• Exercise objective:
In the copy, keep every word of the data below and none of its pictures.

━━ Supplied data ━━

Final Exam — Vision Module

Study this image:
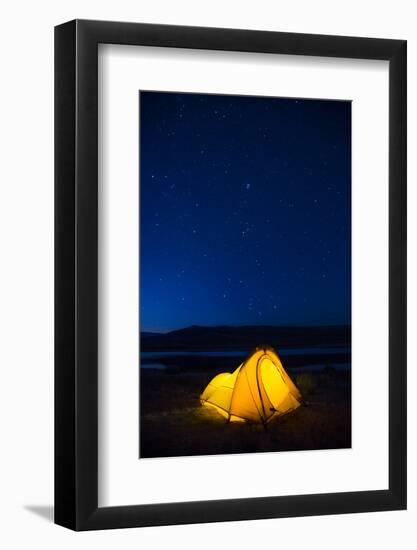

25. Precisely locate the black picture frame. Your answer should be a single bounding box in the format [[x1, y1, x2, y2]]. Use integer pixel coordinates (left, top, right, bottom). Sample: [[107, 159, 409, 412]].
[[55, 19, 407, 531]]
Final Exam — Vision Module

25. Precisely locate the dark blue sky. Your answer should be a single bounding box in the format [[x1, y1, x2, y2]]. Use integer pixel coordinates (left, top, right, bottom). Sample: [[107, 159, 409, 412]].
[[140, 92, 351, 333]]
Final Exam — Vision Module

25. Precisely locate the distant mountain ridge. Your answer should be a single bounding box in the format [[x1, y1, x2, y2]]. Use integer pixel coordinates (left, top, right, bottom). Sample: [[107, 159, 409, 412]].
[[141, 331, 162, 339], [140, 324, 351, 351]]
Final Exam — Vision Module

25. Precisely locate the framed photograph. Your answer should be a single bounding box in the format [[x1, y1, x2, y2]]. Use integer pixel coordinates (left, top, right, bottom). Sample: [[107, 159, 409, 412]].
[[55, 20, 406, 530]]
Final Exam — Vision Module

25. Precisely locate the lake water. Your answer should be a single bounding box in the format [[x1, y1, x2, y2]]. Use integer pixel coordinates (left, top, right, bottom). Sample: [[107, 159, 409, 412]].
[[141, 347, 351, 371]]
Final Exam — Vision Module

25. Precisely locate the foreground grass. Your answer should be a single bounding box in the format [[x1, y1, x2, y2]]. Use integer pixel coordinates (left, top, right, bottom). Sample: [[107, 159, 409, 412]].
[[140, 368, 351, 458]]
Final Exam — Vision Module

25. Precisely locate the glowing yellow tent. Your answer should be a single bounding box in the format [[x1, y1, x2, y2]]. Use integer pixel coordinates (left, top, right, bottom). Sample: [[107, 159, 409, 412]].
[[200, 347, 302, 424]]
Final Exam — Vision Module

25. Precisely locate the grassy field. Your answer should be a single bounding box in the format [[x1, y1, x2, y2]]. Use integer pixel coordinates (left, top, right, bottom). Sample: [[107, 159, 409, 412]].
[[140, 366, 351, 459]]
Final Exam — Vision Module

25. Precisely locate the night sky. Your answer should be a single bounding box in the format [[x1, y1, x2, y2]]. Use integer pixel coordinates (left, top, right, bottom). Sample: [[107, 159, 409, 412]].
[[140, 92, 351, 333]]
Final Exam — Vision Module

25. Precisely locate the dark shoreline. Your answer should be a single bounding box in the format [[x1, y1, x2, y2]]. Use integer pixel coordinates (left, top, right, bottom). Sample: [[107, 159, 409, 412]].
[[141, 351, 351, 372], [141, 324, 351, 352]]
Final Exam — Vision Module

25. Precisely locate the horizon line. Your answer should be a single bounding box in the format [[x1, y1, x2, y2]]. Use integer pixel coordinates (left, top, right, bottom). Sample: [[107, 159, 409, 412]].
[[141, 322, 352, 335]]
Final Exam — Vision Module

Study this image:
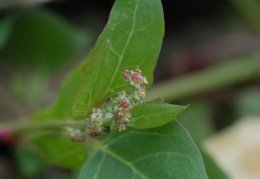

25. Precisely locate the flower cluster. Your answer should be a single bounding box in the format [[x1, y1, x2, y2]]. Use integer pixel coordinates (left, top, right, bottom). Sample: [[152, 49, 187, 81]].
[[65, 69, 148, 140], [111, 69, 148, 131], [123, 69, 148, 88], [87, 107, 113, 136], [111, 91, 132, 131]]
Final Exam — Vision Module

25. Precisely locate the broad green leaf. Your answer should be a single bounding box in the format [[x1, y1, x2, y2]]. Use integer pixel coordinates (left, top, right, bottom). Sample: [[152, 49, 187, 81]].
[[129, 103, 187, 129], [73, 0, 164, 118], [79, 121, 208, 179]]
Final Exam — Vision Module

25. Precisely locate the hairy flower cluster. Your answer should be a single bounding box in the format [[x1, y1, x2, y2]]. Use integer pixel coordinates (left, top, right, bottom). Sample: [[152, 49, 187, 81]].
[[111, 69, 148, 131], [111, 91, 132, 131], [87, 107, 113, 136], [65, 69, 148, 139], [90, 69, 148, 134]]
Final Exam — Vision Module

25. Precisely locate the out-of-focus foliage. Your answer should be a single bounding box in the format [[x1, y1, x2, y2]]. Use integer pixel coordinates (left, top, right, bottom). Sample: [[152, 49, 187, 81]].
[[0, 17, 13, 49], [230, 0, 260, 33], [14, 148, 46, 178], [0, 9, 86, 73], [202, 151, 229, 179], [32, 67, 82, 119], [181, 101, 214, 142], [0, 8, 92, 171], [235, 88, 260, 117]]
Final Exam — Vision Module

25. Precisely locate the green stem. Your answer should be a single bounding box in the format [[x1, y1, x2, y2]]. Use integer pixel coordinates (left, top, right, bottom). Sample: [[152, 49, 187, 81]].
[[147, 57, 260, 102], [1, 119, 87, 134]]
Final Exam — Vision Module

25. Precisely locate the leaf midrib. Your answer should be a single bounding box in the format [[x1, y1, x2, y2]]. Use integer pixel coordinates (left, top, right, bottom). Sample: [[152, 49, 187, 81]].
[[95, 140, 149, 179], [105, 0, 139, 92]]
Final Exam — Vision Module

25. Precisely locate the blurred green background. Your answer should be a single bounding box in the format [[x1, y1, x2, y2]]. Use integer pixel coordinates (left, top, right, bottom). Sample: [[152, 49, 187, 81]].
[[0, 0, 260, 178]]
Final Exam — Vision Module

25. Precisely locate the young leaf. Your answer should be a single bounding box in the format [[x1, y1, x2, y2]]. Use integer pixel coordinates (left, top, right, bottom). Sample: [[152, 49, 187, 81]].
[[79, 121, 208, 179], [129, 103, 187, 129], [72, 0, 164, 118]]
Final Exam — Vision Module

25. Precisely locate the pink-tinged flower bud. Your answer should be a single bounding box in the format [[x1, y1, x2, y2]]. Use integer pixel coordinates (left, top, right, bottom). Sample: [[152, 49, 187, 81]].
[[131, 71, 143, 84], [123, 70, 131, 78], [90, 130, 102, 137], [117, 111, 125, 118], [119, 99, 130, 109], [123, 69, 148, 86]]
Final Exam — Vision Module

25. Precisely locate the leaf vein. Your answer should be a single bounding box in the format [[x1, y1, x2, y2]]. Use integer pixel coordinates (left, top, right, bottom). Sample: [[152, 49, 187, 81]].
[[97, 143, 149, 179], [105, 0, 139, 92], [93, 153, 105, 179], [132, 152, 187, 164]]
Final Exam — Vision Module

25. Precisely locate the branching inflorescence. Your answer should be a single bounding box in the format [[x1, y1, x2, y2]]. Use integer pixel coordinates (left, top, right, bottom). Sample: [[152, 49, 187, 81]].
[[65, 69, 148, 141]]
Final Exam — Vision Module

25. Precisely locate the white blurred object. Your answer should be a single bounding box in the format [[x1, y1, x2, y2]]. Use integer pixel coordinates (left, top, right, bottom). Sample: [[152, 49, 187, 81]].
[[204, 117, 260, 179], [0, 0, 58, 8]]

━━━

• Response to this exercise:
Final Exam — Vision Module

Study this image:

25. Precisely locate the black picture frame. Your answer should be a single bounding box in the format [[x1, y1, x2, y2]]. Use integer pixel coordinates (left, top, right, bottom). Sample: [[107, 159, 409, 412]].
[[55, 19, 407, 531]]
Final Exam — Vision Module

25. Precisely locate the dark blue sky. Your answer should be a single bounding box in the format [[x1, y1, x2, y2]]. Use integer pixel coordinates (left, top, right, bottom). Sample: [[107, 159, 409, 412]].
[[140, 92, 351, 333]]
Final Exam — Vision Module

25. Precisely locate the distant mountain ridge. Your answer should be a single bounding box in the format [[x1, y1, x2, y2]]. Use integer pixel coordinates (left, top, right, bottom). Sample: [[107, 159, 409, 412]].
[[141, 331, 162, 339], [140, 324, 351, 351]]
Final Exam — Vision Module

25. Precisely locate the framed photograph. Your answer should be a single bounding box in the format [[x1, y1, x2, y2]]. Use integer pixel coordinates (left, top, right, bottom). Sample: [[107, 159, 409, 412]].
[[55, 20, 406, 530]]
Final Exam — Vision Module

25. Precisely locate the lake water. Your answer should be a single bounding box in the format [[x1, y1, x2, y2]]. Use integer pixel coordinates (left, top, right, bottom). Sample: [[107, 159, 409, 412]].
[[141, 347, 351, 371]]
Final Exam — Vision Module

25. Precisely locate the foreground grass. Your answer should be a single bounding box in the format [[x1, y1, x2, y2]]. Use integer pixel coordinates (left, top, right, bottom). Sample: [[107, 159, 409, 412]].
[[140, 368, 351, 458]]
Final Exam — Vision Module

25. Precisely locate the glowing yellow tent. Your answer should be a single bounding box in the format [[x1, y1, x2, y2]]. Use integer pixel coordinates (left, top, right, bottom). Sample: [[107, 159, 409, 412]].
[[200, 347, 302, 424]]
Final Exam — Vision Module

25. Precisely locate the grassy field. Your answer should be a single bounding box in the format [[x1, y1, x2, y2]]. Use integer pixel coordinates (left, top, right, bottom). Sample: [[107, 159, 409, 412]].
[[140, 366, 351, 459]]
Final Exam — Vision Module

25. Precisely locate the night sky. Your answer should be a single bounding box in the format [[x1, y1, x2, y2]]. Use integer pixel coordinates (left, top, right, bottom). Sample: [[107, 159, 409, 412]].
[[140, 92, 351, 333]]
Final Exam — Vision Module

25. Precisely locate the dark shoreline. Your answer should be a single bounding box in the format [[x1, y1, x2, y2]]. Use integer pixel coordinates (left, top, right, bottom). Sample: [[107, 159, 409, 412]].
[[141, 351, 351, 372], [141, 324, 351, 352]]
Final Exam — Vision Module

25. Precisely locate the horizon line. Your answer should be a single bounding box in the format [[x1, y1, x2, y2]]. Use integer pixel coordinates (left, top, right, bottom). Sample: [[107, 159, 409, 412]].
[[141, 322, 352, 335]]
Final Exam — Vision Module

Study this image:

25. Precisely locate the flower cluster. Your answer should be a single bounding box in the format [[x1, y1, x2, y2]]. Use integer pixel coordinates (left, top, right, bottom). Sample: [[152, 49, 187, 81]].
[[65, 69, 148, 140], [111, 69, 148, 131], [123, 69, 148, 88], [87, 107, 113, 136], [111, 91, 132, 131]]
Final Exam — Vision Module

25. Precisely locate the broad green leaf. Your answer should be a single bounding box in the format [[x1, y1, x2, y2]]. Use integer pixel coordinates (left, top, right, bottom). Sample: [[152, 49, 187, 81]].
[[129, 103, 187, 129], [73, 0, 164, 118], [79, 121, 208, 179]]
Final Exam — Vision Module

25. Precisely locate the hairy flower cluster. Your answer should be a single bounding box in the format [[x1, y1, x2, y2]]. Use integer pixel coordinates (left, top, right, bottom). Sample: [[152, 49, 187, 81]].
[[111, 69, 148, 131], [111, 91, 132, 131], [87, 107, 113, 136], [65, 69, 148, 139], [90, 69, 148, 134]]
Final Exam — Vision Module

25. Precisely locate the out-of-focus foliage. Your answer should be a single bounding box in the format [[x1, y1, x2, y2]]. Use integer pixel coordinates (left, top, right, bottom). Sample: [[152, 49, 187, 81]].
[[0, 17, 13, 49], [230, 0, 260, 33], [14, 148, 46, 178], [0, 9, 86, 73], [202, 151, 229, 179], [32, 67, 82, 119], [181, 101, 214, 142], [0, 8, 92, 171], [235, 88, 260, 117]]
Final Exam — Vision Module

25. Precisely locate the green stem. Your answer should be a single bounding box in the format [[x1, y1, x2, y2]]. Use integer pixel coordinates (left, top, right, bottom). Sample: [[152, 49, 187, 81]].
[[147, 57, 260, 102], [1, 119, 87, 134]]
Final Exam — Vision Module

25. Precisely locate the leaf midrib. Your answer should be a single bounding box in the format [[x1, y1, x2, y2]]. Use integer pixel coordinates (left, top, right, bottom). Sample: [[152, 49, 187, 81]].
[[95, 140, 149, 179], [105, 0, 139, 92]]
Final Exam — Vision Module

25. Precisely locate the blurred green background. Your answer should be a single bounding box in the format [[x1, y1, x2, y2]]. Use integer pixel coordinates (left, top, right, bottom). Sample: [[152, 49, 187, 81]].
[[0, 0, 260, 178]]
Final Exam — Vision Module

25. Precisely locate the young leaf. Your answer should be a single bounding box in the format [[x1, y1, x2, y2]]. Use integer pixel coordinates (left, top, right, bottom). Sample: [[152, 49, 187, 81]].
[[79, 121, 208, 179], [129, 103, 187, 129], [72, 0, 164, 118]]
Final Exam — Vision Module

25. Precisely locate the pink-tinged flower bud. Your answer should be a single bounding box in the format [[x1, y1, x2, y2]]. Use integer pixel coordinates (left, top, right, bottom). Sample: [[152, 49, 187, 81]].
[[131, 71, 143, 84], [123, 70, 131, 78], [90, 130, 102, 137], [117, 111, 125, 118], [119, 99, 130, 109], [123, 69, 148, 86]]
Final Exam — Vision Module

25. Precisely locate the leaf vein. Your answer should be a single bounding box in the format [[x1, y1, x2, y2]]. Use integer pixel coordinates (left, top, right, bottom). Sample: [[152, 49, 187, 81]].
[[97, 143, 149, 179], [105, 0, 139, 92], [93, 153, 105, 179], [132, 152, 187, 164]]
Final Exam — Vision Module

25. Precisely locate the branching inflorescence. Your answer should be a single bounding box in the format [[x1, y1, x2, y2]]. Use integer pixel coordinates (left, top, right, bottom). Sample: [[152, 49, 187, 81]].
[[65, 69, 148, 141]]
Final Exam — Vision Module

25. Precisely locate the white blurred object. Your answer should be a single bounding box in the format [[x1, y1, x2, y2]]. Use integer pixel coordinates (left, top, right, bottom). Sample: [[152, 49, 187, 81]].
[[204, 117, 260, 179], [0, 0, 58, 8]]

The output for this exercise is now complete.